***** ITEMS
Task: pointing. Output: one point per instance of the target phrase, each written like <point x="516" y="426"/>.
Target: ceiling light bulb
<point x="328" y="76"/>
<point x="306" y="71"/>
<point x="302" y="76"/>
**********
***** ITEMS
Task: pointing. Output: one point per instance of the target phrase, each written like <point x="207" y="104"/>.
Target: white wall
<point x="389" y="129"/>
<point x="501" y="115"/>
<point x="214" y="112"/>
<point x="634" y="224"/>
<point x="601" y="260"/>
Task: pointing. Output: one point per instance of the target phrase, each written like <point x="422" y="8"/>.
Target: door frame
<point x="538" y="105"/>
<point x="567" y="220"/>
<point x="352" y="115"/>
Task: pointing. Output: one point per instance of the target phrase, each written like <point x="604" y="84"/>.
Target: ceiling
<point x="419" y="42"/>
**********
***** ITEMS
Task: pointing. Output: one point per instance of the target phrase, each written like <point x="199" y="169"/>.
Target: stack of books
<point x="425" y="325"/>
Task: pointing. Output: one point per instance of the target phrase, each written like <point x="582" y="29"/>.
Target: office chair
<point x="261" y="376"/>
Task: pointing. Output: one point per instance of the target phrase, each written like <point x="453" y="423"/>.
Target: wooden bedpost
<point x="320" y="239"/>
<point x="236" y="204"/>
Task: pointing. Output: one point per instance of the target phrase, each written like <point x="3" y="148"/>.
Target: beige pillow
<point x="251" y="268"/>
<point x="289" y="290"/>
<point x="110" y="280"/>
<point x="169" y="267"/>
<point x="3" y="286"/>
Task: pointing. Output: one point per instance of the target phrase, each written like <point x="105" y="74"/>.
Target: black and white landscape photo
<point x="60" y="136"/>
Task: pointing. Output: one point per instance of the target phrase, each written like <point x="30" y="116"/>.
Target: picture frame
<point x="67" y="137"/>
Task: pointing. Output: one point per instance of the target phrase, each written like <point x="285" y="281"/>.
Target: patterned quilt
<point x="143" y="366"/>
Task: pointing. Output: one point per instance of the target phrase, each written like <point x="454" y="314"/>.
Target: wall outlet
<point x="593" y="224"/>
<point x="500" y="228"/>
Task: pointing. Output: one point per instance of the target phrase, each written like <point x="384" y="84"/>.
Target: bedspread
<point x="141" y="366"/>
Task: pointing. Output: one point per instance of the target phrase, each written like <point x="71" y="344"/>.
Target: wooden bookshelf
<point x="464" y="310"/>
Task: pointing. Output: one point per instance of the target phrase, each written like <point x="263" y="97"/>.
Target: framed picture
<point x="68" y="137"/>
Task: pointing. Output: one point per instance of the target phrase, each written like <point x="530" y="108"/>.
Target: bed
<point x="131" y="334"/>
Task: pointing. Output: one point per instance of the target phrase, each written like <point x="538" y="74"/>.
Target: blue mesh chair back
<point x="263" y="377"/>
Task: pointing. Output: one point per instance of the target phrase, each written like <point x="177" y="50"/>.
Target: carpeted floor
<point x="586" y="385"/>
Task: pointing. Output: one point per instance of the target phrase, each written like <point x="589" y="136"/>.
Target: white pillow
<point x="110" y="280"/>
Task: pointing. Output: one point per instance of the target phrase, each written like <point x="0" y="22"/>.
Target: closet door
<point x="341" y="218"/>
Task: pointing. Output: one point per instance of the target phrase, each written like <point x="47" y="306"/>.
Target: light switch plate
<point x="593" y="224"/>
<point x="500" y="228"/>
**********
◆ TASK OBJECTIVE ◆
Pull out each line from the items above that contains the word "pillow", and copy those lines unchanged.

◆ THE REPLY ◆
Target: beige pillow
Target: white pillow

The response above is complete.